# Given records
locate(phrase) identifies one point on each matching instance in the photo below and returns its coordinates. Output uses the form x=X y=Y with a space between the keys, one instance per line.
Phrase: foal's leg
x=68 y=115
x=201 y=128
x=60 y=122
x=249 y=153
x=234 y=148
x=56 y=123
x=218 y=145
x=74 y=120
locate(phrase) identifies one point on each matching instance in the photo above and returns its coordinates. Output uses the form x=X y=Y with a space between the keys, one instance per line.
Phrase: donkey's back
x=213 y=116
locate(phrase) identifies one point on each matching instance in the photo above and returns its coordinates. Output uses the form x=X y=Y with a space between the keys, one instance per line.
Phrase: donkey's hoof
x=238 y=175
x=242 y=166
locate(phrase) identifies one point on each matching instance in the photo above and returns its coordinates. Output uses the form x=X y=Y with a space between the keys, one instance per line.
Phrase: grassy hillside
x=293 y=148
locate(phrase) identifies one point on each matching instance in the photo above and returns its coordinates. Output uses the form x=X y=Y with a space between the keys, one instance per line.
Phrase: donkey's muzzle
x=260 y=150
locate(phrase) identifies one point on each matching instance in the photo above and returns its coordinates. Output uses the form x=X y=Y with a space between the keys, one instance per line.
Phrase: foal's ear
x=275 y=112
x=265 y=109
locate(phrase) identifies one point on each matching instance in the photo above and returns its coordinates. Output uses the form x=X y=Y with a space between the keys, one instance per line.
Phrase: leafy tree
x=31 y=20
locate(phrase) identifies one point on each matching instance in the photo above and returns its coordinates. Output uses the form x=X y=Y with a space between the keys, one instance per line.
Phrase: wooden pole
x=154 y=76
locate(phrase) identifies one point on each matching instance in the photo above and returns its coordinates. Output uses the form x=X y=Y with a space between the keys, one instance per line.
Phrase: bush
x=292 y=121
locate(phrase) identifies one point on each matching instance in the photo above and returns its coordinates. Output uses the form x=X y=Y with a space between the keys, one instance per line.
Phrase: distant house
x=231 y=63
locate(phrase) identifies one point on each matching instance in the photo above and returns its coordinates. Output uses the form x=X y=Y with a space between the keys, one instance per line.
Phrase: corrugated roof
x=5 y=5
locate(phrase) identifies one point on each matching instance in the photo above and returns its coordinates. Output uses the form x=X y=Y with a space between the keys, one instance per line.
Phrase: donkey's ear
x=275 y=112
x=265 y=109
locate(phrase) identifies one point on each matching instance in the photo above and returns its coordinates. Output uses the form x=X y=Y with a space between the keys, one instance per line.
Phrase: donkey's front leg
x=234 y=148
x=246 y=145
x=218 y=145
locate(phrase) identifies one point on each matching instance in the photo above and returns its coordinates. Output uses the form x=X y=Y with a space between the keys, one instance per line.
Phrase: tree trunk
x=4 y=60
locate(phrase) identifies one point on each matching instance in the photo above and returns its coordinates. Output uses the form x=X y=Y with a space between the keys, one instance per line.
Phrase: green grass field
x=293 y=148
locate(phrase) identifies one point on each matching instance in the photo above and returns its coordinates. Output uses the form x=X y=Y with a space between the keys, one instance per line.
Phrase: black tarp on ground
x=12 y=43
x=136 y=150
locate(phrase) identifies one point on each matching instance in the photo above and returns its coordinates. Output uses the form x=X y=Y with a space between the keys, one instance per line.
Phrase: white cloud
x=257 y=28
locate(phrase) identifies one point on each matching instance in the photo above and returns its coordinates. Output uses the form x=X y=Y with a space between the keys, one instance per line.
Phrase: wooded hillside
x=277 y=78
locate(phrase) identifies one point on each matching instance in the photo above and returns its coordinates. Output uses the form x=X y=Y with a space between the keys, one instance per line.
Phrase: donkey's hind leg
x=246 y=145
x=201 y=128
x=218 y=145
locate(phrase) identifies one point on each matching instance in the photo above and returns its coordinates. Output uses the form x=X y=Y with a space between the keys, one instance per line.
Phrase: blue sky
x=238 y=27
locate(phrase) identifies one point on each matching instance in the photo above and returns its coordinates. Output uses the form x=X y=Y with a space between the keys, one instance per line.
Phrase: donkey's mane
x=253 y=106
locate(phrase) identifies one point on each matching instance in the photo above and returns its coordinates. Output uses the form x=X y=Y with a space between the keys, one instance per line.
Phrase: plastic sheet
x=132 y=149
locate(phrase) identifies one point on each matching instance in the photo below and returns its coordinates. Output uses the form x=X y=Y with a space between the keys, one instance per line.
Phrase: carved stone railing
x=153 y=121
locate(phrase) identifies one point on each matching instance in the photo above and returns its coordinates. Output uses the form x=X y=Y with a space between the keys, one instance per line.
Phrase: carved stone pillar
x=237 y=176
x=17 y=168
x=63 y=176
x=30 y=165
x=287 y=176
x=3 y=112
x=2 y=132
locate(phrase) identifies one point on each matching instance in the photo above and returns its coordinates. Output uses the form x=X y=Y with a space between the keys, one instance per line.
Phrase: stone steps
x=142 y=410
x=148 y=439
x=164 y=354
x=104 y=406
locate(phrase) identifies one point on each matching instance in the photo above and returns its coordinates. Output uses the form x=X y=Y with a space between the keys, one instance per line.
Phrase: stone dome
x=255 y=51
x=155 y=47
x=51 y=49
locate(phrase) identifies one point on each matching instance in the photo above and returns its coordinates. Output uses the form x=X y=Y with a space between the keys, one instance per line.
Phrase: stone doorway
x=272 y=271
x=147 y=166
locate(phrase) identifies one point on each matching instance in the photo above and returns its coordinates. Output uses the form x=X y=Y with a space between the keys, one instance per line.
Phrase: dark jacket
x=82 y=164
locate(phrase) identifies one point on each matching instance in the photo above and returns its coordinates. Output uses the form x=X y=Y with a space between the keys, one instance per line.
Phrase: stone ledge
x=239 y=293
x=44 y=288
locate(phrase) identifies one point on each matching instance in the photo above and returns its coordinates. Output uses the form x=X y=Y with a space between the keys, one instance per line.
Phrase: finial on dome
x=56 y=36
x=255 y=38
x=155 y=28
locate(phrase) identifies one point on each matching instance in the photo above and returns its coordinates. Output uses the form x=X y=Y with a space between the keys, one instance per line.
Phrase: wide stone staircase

# Instruction
Reproduce the records from the start through the line containing "x=242 y=166", inclusive, with the requests kept as they are. Add 137 to every coordinate in the answers.

# Finished exercise
locate(phrase) identifies one point on each matching instance in the photo below and returns its coordinates. Output uses the form x=X y=Y with a space between the keys, one instance per line.
Phrase: foal's leg
x=205 y=252
x=338 y=265
x=197 y=259
x=386 y=290
x=371 y=285
x=193 y=260
x=355 y=282
x=211 y=257
locate(phrase) identifies one point on each matching instance in the photo above and returns its coordinates. Output uses the form x=X y=Y with a space between the keys, one instance per line.
Phrase: donkey's back
x=350 y=253
locate(phrase) identifies one point on each matching instance in the photo above and returns its coordinates. Output uses the form x=X y=Y with a space between the keys, one instance per line.
Phrase: donkey's hoof
x=375 y=312
x=379 y=303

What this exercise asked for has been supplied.